§ Challenge
Write the next part of the article on job-search dos and don'ts below, starting right after its last sentence and leaving the lines that follow it aside.

§ Text block
--
The Dos and Don’ts When Looking for a Position
It can be confusing and somewhat discouraging to look for a new position. Many people feel overwhelmed and simply don’t know where to start. Let’s face it, most of us don’t make a career of finding a job, and there are many hurdles to get over.
No matter where you start tactically, I recommend considering a strong business strategy backgrounder. Here are some dos and don’ts when looking for your next position:
DO: Start with a job search strategy.
Write down your accomplishments; make sure you can back up career homeruns with bottom-line results such as revenue growth, team building or organizational changes that drove results.
People are always asking me to evaluate their resume. Understand that your resume is simply a written summary that should be easy to evaluate and interpret by future business colleagues. Resumes don’t get people jobs. But your replies to the questions it provokes could. Make your resume work within the above strategy you craft.
DON’T: Assume networking sites are for personal use only.
Social networking sites have hidden land mines, so utilize these tools with discretion and understand the culture of the community. According to CNN, 34 percent of hiring managers chose not to hire a candidate based on what they found in profiles. Future employers are looking for candidates who will fit their culture, therefore controversial information such as inappropriate photographs on Facebook are evidence of poor communication skills and lack of maturity.
Networking sites are often viewed by recruiters and hiring managers looking for active and passive candidates, so make sure that your profile is updated and positive.
DO: Seek out executive recruiters.
Seek out the best recruiters in your industry, because good recruiters usually will give you a lead, advice and at the very least keep you on the radar for the next appropriate position.
Send your information to appropriate executive search firms and follow up with them every couple of months either via email or phone call. Don’t get down if they don’t get back to you – they simply don’t have a position that matches your profile.
Build your relationships with worthy recruiters who will keep an eye out for people they know and who have taken the time to get to know them.
DON’T: Bad mouth your boss and/or colleagues.
It’s off-putting and sends a red flag to prospective employers. Most hiring managers are viewing sites and looking for people that have positive comments about past social and business experiences. This includes online mentions. Hiring managers use social networking sites to quickly gain a well-rounded view of potential candidates. According to ComputerWorld, “22 percent of employers said they already pursue social networks to screen candidates, while an additional 9 percent said they are planning to do so.”
--
§ Dataset
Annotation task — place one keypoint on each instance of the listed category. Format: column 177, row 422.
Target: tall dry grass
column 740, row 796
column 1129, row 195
--
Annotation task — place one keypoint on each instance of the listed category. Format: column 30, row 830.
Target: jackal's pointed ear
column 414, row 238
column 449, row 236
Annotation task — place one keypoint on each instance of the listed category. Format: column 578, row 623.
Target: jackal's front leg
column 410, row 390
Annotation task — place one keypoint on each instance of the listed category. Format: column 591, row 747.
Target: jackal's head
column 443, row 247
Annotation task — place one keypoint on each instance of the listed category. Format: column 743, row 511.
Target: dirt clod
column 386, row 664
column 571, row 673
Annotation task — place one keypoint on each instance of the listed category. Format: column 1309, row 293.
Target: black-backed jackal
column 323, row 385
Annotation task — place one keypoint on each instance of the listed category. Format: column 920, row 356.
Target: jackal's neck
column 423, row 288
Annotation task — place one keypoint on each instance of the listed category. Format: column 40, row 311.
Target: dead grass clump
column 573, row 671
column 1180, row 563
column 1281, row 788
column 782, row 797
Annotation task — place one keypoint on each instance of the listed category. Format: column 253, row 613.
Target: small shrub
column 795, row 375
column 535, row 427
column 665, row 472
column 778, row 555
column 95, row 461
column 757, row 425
--
§ Reply to the exercise
DO: Know thy self.
The candidates who land jobs understand value, crafting the best strategy that communicates that value and how to assert a winning attitude. How can you be one of those candidates? Know thy self – understand how your skills and qualifications relate to the position you are applying for. Then write a brief, to-the-point cover letter stating what value you bring and how it relates to the company and their needs.
DON’T: Be discouraged.
If a recruiter doesn’t call you back it doesn’t mean you’re not right for their niche, but they work for companies that hire them to find talent to identify specific profiles.
DO: Talk about solutions.
Refer to industry trends and ask for a meeting to talk about future growth; dare to be smarter and talk about business problems and solutions.
DON’T: Just push send.
The internet is a rocky road and can be a big waste of time if you’re not focused. Please don’t press send before looking up the company, do your homework and understand business needs.
Searching for a position is work, and work takes effort and a lot of time. It’s easy to be discouraged in this market, but hiring managers can only find you if you are putting yourself out there. You need to be vigilant in keeping up with specific job boards, networking communities, friends and past colleagues. Talk about business solutions by asking pertinent questions. Know the company and marketplace before sending your resume. Keep your profile professional and updated and don’t lose heart, you will find a position.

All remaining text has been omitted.